Copy the rows below word for word, from the line that contains "In this exercise you will mark every instance of the blurred" through the end of the rows. Leave out the pictures.

# DATASET ROWS:
>> Start

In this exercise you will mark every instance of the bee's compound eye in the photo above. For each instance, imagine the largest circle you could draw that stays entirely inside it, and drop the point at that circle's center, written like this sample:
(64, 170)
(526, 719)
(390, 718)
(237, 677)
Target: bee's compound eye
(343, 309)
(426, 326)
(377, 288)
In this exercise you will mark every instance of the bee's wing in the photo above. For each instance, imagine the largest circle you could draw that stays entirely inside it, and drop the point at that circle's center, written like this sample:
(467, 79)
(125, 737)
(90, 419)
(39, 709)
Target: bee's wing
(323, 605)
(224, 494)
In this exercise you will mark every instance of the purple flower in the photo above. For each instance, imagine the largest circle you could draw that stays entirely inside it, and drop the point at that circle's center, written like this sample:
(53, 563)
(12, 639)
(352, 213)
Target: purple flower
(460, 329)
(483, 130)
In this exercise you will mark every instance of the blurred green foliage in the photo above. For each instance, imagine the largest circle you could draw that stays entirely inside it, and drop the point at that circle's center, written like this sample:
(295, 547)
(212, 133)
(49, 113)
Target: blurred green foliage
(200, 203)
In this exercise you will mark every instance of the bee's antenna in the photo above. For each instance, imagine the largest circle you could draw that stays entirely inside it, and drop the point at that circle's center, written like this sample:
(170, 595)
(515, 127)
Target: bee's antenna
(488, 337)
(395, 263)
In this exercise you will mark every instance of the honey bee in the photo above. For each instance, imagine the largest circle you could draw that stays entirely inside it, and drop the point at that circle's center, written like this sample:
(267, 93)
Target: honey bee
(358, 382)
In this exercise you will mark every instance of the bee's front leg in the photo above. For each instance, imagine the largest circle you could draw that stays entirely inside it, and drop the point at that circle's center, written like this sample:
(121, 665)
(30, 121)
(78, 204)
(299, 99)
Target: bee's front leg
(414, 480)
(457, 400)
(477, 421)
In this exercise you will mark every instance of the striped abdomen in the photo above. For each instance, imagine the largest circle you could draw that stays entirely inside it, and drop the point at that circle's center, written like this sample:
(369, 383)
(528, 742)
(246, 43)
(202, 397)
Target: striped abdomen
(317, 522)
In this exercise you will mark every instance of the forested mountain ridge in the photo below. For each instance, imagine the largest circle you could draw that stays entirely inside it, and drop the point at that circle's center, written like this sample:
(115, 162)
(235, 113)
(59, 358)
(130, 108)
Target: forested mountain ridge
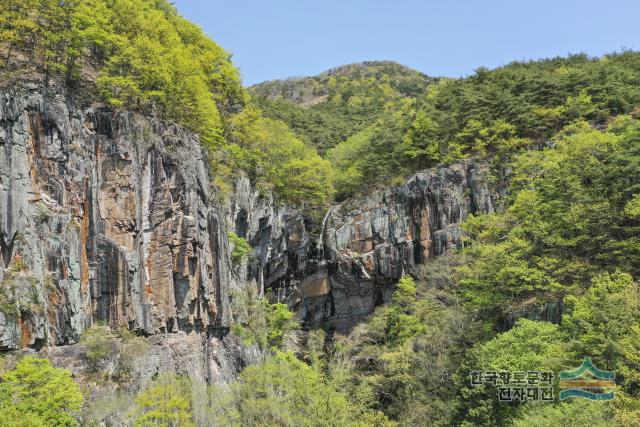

>> End

# THE OUTPUT:
In this exercise you will mark every instance of the blurred green foliage in the photo above. For each instance, imagine the largest circle you could draw that stays entirely inside it, and drop the point at that circle's center, written like this sample:
(295, 547)
(212, 133)
(49, 113)
Target: blurred green foliage
(200, 203)
In this exercise you will mark every instance of the bee's antenna in the photo above. For each instance, imagine the largest circle you could draw that stays entirely inside it, and drop the point at that circle's center, written like this sample:
(170, 595)
(515, 127)
Target: bee's antenna
(488, 337)
(395, 263)
In this exercise you will mark every instance of the honey bee in the photo above. For each instance, imagine the largest circle you could draw that stays entirely inside it, and drop the point at that circle's center, written like this sample:
(267, 93)
Target: honey bee
(358, 382)
In this exercise you will mark every instance of the bee's front leg in the photo above. For each instance, imagine the largest circle you could draw that stays entirely inside it, and drop the point at that circle's center, written like this sample:
(121, 665)
(30, 121)
(78, 204)
(299, 99)
Target: bee's front leg
(414, 480)
(457, 400)
(477, 421)
In this exercise you will mark every instance of the striped abdomen in the photo above. For each instance, imagine the largest circle you could draw that stays entirely inside it, and drop the point at that circle's center, written like this sample:
(369, 383)
(528, 742)
(246, 43)
(202, 397)
Target: striped abdomen
(317, 522)
In this exercise you will mark every instance of the forested mountain ridge in the photo below. For each instance, imagine the largest circle you could draw that stays entirely inside it, and drop the point at that circle's center, written like this sample:
(115, 162)
(235, 113)
(59, 358)
(130, 108)
Target: forested mountain ridge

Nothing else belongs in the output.